**TO BE DONE:**
• a. Count the lines in the entries that contain the string "Query", treating case as significant, and give only the number.
• b. Continue the aquarium forum thread from the point where it stops.

I had to look up BGK. I didnt know what that stood for Black Ghost Knife. The 3 fish together sounds like an interesting combination of fish.


----------



## Foxtail (Mar 14, 2012)

I got my Black Ghost Knife! I had heard they can be picky eaters... I was in petland talking to the lady there about the one they had in a planted tank and asked what it was eating.... She said anything you put in the tank, she then proceded to show me and fed it flakes and pellets... I said sold! It's 6" - 7" and looks great in my tank. 

Now, to find some pictus cats 

They had three 4" - 5" leopard ctenapoma that were labelled "walking gourami" for $25 I think... Might go back and grab one.

Sent from my SGH-T959D using Tapatalk 2


----------



## Foxtail (Mar 14, 2012)

Sent from my SGH-T959D using Tapatalk 2


----------



## Foxtail (Mar 14, 2012)

This is by far the coolest fish I have ever owned. I can watch this guy for hours. So fun watching him find food. I have him eating flakes, colorbits and earthworms... Very fun fish.

Sent from my SGH-T959D using Tapatalk 2


----------



## Foxtail (Mar 14, 2012)

Ok so I changed my mind... Lol. about 3 months ago I bought a bunch of tetras from sunshine 1965 for my sons 20 gallon. well sunshine is shutting down his tanks so I got the rest of his tetras and all his cats. I also got crazy's breeding group of lemon tetras. So I moved all the blackskirts that were in the 20 and reunited them with their friends in the 120 then put 2 more rummy nose in the 20 for a total of 8 rummy nose and 9 lemon tetras, 2 yoyo loaches and 2 L144 in the 20... 

Sent from my SGH-T959D using Tapatalk 2


----------



## Foxtail (Mar 14, 2012)

The 120 now has the BGK 7", a 5" rapheal cat, 2 4" synodontis cats, 4 albino cories, 1 panda cory, 1 sterbai cory, 15 blackskirt tetras, 5 black neons, 8 smaller tetras... Not sure what they are called. And 2 silver tip bnp... I think thats it

Sent from my SGH-T959D using Tapatalk 2


----------



## Foxtail (Mar 14, 2012)

**RECORDS SHOWN:**
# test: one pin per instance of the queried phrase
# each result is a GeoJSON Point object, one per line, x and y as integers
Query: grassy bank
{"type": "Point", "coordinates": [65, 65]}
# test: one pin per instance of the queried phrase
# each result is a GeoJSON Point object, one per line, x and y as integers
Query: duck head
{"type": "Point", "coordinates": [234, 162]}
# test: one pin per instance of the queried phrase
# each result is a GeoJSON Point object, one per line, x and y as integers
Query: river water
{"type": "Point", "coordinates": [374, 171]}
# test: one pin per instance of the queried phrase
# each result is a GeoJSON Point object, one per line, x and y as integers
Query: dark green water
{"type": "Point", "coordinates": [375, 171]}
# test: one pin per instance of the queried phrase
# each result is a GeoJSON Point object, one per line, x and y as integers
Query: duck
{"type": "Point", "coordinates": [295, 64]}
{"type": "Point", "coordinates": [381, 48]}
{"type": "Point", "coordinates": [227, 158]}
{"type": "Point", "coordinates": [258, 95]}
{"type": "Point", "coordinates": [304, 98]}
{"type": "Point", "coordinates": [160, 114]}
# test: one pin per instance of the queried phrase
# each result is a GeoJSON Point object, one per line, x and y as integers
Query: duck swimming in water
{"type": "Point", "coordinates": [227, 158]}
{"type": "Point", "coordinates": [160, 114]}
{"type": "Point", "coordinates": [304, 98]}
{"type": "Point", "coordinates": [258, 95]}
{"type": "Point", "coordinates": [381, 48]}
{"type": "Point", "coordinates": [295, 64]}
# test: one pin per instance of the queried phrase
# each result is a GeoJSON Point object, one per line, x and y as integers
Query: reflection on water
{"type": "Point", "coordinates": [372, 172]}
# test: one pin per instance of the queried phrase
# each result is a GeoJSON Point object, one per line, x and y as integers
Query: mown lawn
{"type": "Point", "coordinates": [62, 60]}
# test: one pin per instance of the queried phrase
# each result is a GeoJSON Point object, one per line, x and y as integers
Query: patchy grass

**ANSWERS TO THE EXERCISES:**
• a. 9

• b.
new vid of the tank with all inhabitants


----------



## Foxtail (Mar 14, 2012)

Added, the lemons and rummie nose from the 20 to use the 20 as a jewel cichlid fry tank. I didn't know how the 2 synodontis petricolas would do in the tank being affrican. I kept a close watch on all the inhabitants and everyone seems super happy... It actually looks like the blackskirts are breeding, the cories are super active, and the synos actually lokk like they are breeding aswell... One is carrying a very large belly.... Does anyone know anything about syno breeding?

Sent from my SGH-T959D using Tapatalk 2


----------



## Foxtail (Mar 14, 2012)

FEEDING TIME...


----------



## cichlid (Jul 30, 2010)

I love the tanks, buying dressers and radio cabinets are the best, thats what I did with my 40, its a record cabinet (that still works ) and modded it, built a custom hood. I have a thread going called " due to increased population" 

On my 90, Im running an AC110, an AC55 on my 40, the 55 is lowder than the 110. But, the nice thing about these HOB's is its a 3 stage filtration most HOBs or charcoal with a foam panel. 

When I bought my AC55 we stopped at petsmart here in abbotsford they are about 70$ bought it in bellingham for 51$


----------



## Foxtail (Mar 14, 2012)

Thanks, ya I just saw your thread... The stand and hood look awesome painted white. I dont know why more people dont use desks and dressers for stands. I found so many on craigslist I had a hard time choosing. they look so much better than a 2x4 stand. 

Sent from my SGH-T959D using Tapatalk 2


----------



## Foxtail (Mar 14, 2012)

So I just noticed that 2 of my big black neons are each missing an eye... not sure how that happened... I dont know who the culprit could be.

Sent from my SGH-T959D using Tapatalk 2


----------



## JohnnyAppleSnail (May 30, 2010)

Easy.....It's your BGK,they're known to do that and I've seen it Myself before.


----------



## Foxtail (Mar 14, 2012)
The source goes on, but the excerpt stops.